**TO DO:**
An exact transcription of every record is needed.
• • • •
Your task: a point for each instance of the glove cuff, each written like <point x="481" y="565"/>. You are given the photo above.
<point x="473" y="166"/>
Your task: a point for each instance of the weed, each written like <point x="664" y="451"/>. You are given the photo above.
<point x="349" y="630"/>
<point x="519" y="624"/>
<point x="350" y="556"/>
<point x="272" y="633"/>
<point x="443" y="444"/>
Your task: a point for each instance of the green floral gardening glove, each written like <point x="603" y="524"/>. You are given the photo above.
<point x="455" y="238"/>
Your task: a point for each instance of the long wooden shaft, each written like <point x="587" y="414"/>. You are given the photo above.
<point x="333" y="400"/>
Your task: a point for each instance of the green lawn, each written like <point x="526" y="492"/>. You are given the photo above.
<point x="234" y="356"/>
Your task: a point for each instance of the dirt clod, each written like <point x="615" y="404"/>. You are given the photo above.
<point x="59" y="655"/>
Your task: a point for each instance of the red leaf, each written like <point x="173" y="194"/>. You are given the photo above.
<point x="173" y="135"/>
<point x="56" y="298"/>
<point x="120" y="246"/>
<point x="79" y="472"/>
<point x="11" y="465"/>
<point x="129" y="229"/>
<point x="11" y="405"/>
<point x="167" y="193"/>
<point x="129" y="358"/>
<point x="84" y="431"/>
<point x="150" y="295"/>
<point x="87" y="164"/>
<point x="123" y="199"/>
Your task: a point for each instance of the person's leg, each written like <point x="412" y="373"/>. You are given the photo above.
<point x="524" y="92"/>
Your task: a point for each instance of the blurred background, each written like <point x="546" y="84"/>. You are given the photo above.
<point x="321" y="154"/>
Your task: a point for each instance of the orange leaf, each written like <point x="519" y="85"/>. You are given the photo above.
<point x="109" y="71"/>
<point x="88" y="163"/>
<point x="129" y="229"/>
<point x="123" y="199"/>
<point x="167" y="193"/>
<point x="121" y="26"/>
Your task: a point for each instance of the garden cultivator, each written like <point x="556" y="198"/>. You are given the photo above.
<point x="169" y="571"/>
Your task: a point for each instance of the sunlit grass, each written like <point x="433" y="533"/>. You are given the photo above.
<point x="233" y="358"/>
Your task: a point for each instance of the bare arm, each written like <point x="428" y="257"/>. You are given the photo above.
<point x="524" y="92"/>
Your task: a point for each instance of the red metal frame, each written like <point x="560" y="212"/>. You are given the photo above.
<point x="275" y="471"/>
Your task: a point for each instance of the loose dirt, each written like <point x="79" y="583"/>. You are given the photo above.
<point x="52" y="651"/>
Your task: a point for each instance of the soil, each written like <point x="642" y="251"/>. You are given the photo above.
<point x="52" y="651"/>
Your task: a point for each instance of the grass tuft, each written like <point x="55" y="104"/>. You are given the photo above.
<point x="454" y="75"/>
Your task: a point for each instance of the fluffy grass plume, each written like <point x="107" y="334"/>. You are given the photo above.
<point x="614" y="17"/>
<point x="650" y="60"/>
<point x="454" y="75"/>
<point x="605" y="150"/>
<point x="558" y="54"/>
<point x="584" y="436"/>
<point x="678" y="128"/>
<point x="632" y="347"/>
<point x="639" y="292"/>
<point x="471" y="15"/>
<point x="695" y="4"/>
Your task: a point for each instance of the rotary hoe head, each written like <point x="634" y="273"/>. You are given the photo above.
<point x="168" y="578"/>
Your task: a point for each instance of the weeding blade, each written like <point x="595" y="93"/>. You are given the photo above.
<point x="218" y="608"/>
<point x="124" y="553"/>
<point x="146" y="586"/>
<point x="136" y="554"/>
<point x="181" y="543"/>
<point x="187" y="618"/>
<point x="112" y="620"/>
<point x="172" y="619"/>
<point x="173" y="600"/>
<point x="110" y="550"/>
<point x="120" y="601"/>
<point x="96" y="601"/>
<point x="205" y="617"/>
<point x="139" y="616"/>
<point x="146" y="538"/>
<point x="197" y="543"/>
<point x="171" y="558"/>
• • • •
**ANSWER TO THIS EXERCISE:**
Your task: a point for each instance of the glove cuff, each written like <point x="481" y="565"/>. You are given the photo above.
<point x="473" y="166"/>
Your task: a point for each instance of the weed, each written like <point x="664" y="451"/>. You are given the photo above.
<point x="349" y="630"/>
<point x="519" y="624"/>
<point x="350" y="556"/>
<point x="272" y="633"/>
<point x="443" y="444"/>
Your task: a point for each instance of the green floral gardening glove, each written like <point x="603" y="524"/>. You are given the photo above.
<point x="455" y="238"/>
Your task: a point for each instance of the long wooden shaft, each written like <point x="587" y="414"/>. You are given the photo above.
<point x="333" y="400"/>
Your task: a point for each instance of the green lawn, each written like <point x="526" y="492"/>. You are given the photo above.
<point x="234" y="356"/>
Your task: a point for each instance of the dirt clod, each written like <point x="615" y="404"/>. You are given the photo above.
<point x="59" y="655"/>
Your task: a point for each instance of the red leaf, each written like <point x="173" y="194"/>. You are given the photo above.
<point x="173" y="135"/>
<point x="56" y="298"/>
<point x="120" y="246"/>
<point x="79" y="472"/>
<point x="11" y="465"/>
<point x="129" y="229"/>
<point x="11" y="405"/>
<point x="167" y="193"/>
<point x="129" y="358"/>
<point x="84" y="431"/>
<point x="150" y="295"/>
<point x="87" y="164"/>
<point x="123" y="199"/>
Your task: a point for each instance of the person's leg, each written like <point x="412" y="373"/>. You are given the photo above.
<point x="524" y="92"/>
Your task: a point for each instance of the blurred background, each written like <point x="546" y="84"/>. You are given the photo above.
<point x="321" y="154"/>
Your task: a point for each instance of the orange leaf, each written like <point x="519" y="85"/>. You are given the photo above.
<point x="109" y="71"/>
<point x="88" y="163"/>
<point x="129" y="229"/>
<point x="123" y="199"/>
<point x="167" y="193"/>
<point x="121" y="26"/>
Your task: a point for each instance of the garden cultivator, each written like <point x="556" y="198"/>. You are given the photo above.
<point x="169" y="571"/>
Your task: a point for each instance of the sunlit grass, each written like <point x="433" y="533"/>. You are given the photo above.
<point x="233" y="358"/>
Your task: a point for each instance of the bare arm, each written like <point x="428" y="257"/>. You are given the photo above.
<point x="524" y="92"/>
Your task: a point for each instance of the red metal frame, each written like <point x="560" y="212"/>. You are given the photo above.
<point x="275" y="471"/>
Your task: a point for each instance of the loose dirt, each written like <point x="79" y="583"/>. You are given the photo above.
<point x="52" y="651"/>
Your task: a point for each instance of the soil, each written like <point x="642" y="251"/>. You are given the photo above.
<point x="52" y="651"/>
Your task: a point for each instance of the grass tuft, each written like <point x="55" y="104"/>. You are given the photo above.
<point x="454" y="75"/>
Your task: a point for each instance of the fluffy grass plume, each written like <point x="107" y="334"/>. You are given the photo above.
<point x="614" y="17"/>
<point x="650" y="60"/>
<point x="454" y="75"/>
<point x="605" y="150"/>
<point x="558" y="54"/>
<point x="584" y="436"/>
<point x="678" y="128"/>
<point x="632" y="347"/>
<point x="639" y="292"/>
<point x="471" y="15"/>
<point x="695" y="4"/>
Your task: a point for each instance of the rotary hoe head, each written like <point x="634" y="273"/>. You are given the photo above.
<point x="168" y="578"/>
Your task: a point for each instance of the weeding blade, each written like <point x="595" y="93"/>. You are given the photo above.
<point x="218" y="608"/>
<point x="124" y="553"/>
<point x="146" y="586"/>
<point x="136" y="554"/>
<point x="181" y="543"/>
<point x="187" y="618"/>
<point x="112" y="620"/>
<point x="172" y="619"/>
<point x="173" y="600"/>
<point x="110" y="550"/>
<point x="120" y="601"/>
<point x="96" y="601"/>
<point x="205" y="617"/>
<point x="139" y="616"/>
<point x="146" y="538"/>
<point x="197" y="543"/>
<point x="171" y="558"/>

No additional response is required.